(Saved data entries)
-*-

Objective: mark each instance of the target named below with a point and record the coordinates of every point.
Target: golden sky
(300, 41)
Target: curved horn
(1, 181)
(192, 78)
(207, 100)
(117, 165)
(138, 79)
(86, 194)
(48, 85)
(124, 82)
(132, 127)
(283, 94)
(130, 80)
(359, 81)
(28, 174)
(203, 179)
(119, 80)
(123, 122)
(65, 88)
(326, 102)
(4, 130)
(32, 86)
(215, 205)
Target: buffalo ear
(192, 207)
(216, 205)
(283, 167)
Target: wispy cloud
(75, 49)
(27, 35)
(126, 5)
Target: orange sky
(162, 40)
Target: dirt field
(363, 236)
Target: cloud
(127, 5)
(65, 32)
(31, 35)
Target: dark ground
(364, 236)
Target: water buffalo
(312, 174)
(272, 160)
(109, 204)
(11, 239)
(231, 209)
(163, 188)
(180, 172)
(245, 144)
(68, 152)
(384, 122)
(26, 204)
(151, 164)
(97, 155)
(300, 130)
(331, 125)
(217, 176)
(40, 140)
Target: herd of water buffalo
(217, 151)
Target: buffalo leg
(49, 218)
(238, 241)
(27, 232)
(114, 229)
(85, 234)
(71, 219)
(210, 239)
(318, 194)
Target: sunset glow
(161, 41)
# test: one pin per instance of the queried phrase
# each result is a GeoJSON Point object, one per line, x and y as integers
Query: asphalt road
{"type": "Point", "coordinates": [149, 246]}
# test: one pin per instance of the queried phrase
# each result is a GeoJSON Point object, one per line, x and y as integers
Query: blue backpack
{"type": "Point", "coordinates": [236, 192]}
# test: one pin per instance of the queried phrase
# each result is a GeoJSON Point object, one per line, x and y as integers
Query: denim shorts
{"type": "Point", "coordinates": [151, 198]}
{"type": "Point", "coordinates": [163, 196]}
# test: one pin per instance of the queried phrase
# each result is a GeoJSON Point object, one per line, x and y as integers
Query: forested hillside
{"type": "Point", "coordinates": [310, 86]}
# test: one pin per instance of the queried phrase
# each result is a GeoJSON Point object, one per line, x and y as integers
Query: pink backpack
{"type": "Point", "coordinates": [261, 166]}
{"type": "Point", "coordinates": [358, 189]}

-*-

WORK INSTRUCTION:
Repeat every record above precisely.

ANSWER BOX:
Objective: mark each instance of the target named below with a point and record the coordinates of every point.
Target: golden sky
(300, 41)
Target: curved horn
(1, 181)
(192, 78)
(207, 100)
(117, 165)
(138, 79)
(86, 194)
(48, 85)
(124, 82)
(132, 127)
(283, 94)
(130, 80)
(359, 81)
(28, 174)
(203, 179)
(119, 80)
(123, 122)
(65, 88)
(326, 102)
(4, 130)
(32, 86)
(215, 205)
Target: buffalo ear
(192, 207)
(216, 205)
(283, 167)
Target: wispy cloud
(75, 49)
(27, 35)
(126, 5)
Target: orange sky
(162, 40)
Target: dirt field
(363, 236)
Target: cloud
(127, 5)
(65, 32)
(31, 35)
Target: dark ground
(364, 236)
Target: water buffalo
(312, 174)
(272, 160)
(109, 204)
(11, 239)
(231, 209)
(163, 188)
(180, 172)
(245, 144)
(68, 152)
(384, 122)
(26, 204)
(151, 164)
(97, 155)
(300, 130)
(331, 125)
(217, 176)
(40, 140)
Target: herd of water buffalo
(217, 151)
Target: buffalo leg
(49, 218)
(238, 241)
(27, 232)
(114, 229)
(85, 234)
(71, 219)
(210, 239)
(318, 194)
Target: sunset glow
(161, 41)
# test: one pin per instance of the queried phrase
# each result is a GeoJSON Point object, one per line, x and y as integers
Query: asphalt road
{"type": "Point", "coordinates": [149, 246]}
# test: one pin per instance of the queried phrase
# each result is a GeoJSON Point object, one per line, x and y as integers
Query: blue backpack
{"type": "Point", "coordinates": [236, 192]}
# test: one pin per instance of the queried phrase
# each result is a GeoJSON Point object, one per line, x and y as integers
Query: denim shorts
{"type": "Point", "coordinates": [151, 198]}
{"type": "Point", "coordinates": [163, 196]}
# test: one pin per instance of the queried phrase
# each result is a GeoJSON Point object, one per line, x and y as integers
Query: forested hillside
{"type": "Point", "coordinates": [310, 86]}
# test: one pin per instance of the queried phrase
# each result is a GeoJSON Point object, one per line, x and y as integers
Query: pink backpack
{"type": "Point", "coordinates": [261, 166]}
{"type": "Point", "coordinates": [358, 189]}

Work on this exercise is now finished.